EXERCISE = Where "embroidered" occurs in a line of the entries below, copy that line.

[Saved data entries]

____

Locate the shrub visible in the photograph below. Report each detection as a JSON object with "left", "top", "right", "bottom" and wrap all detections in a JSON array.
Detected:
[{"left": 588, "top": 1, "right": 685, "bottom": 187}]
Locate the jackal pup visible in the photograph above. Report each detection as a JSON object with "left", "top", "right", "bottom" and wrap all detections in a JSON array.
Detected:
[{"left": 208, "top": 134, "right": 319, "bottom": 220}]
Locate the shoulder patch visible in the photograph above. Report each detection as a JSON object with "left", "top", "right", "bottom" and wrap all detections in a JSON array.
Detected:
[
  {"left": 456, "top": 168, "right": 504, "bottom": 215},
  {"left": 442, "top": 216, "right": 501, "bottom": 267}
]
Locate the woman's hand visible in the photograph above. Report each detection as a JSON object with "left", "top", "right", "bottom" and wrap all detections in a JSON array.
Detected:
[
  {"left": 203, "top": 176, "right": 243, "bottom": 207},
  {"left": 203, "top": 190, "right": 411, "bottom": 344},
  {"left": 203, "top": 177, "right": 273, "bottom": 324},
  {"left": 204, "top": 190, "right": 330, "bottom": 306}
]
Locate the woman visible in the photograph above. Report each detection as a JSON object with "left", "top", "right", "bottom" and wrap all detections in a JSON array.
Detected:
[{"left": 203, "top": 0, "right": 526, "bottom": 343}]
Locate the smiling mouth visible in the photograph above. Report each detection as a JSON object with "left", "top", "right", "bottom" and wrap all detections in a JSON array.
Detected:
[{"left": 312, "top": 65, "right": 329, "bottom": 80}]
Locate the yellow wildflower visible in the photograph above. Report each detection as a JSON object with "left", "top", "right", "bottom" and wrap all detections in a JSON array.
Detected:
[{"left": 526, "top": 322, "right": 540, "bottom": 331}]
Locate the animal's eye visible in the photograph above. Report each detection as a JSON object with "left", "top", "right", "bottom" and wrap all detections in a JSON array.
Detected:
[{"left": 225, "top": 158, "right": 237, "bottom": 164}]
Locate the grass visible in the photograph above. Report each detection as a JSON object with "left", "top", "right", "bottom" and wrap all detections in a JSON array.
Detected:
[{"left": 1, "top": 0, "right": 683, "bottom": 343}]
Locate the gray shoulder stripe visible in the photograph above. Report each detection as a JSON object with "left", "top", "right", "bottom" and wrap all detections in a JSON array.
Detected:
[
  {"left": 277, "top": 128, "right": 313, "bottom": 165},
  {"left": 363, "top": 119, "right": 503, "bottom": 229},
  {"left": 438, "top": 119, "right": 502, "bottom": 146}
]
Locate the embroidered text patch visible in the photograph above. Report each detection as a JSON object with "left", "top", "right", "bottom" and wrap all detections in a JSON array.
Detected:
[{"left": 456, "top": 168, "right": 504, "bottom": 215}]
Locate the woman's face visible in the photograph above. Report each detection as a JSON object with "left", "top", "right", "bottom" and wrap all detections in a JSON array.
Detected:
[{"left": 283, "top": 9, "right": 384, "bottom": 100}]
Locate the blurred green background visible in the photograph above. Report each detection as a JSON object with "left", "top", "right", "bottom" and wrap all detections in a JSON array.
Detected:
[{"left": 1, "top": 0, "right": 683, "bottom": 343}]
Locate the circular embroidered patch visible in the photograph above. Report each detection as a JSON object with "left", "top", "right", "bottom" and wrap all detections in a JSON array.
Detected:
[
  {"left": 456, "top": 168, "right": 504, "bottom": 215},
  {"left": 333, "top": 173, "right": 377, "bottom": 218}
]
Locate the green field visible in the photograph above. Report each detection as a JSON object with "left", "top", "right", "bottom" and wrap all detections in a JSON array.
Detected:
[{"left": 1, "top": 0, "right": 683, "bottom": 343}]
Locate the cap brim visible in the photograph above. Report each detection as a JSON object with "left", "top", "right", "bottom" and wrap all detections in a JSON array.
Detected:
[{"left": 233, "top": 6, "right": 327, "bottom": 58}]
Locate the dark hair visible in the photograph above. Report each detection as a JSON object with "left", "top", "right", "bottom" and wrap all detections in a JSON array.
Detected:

____

WRITTEN ANSWER =
Locate the embroidered text patch visible in the photograph above. Report each detection as a JSON object with "left", "top", "right", "bottom" and wrap all detections in a JSON array.
Locate the circular embroidered patch visible in the photograph above. Report each detection as a JSON object with "left", "top", "right", "bottom" and wrap all detections in a JSON array.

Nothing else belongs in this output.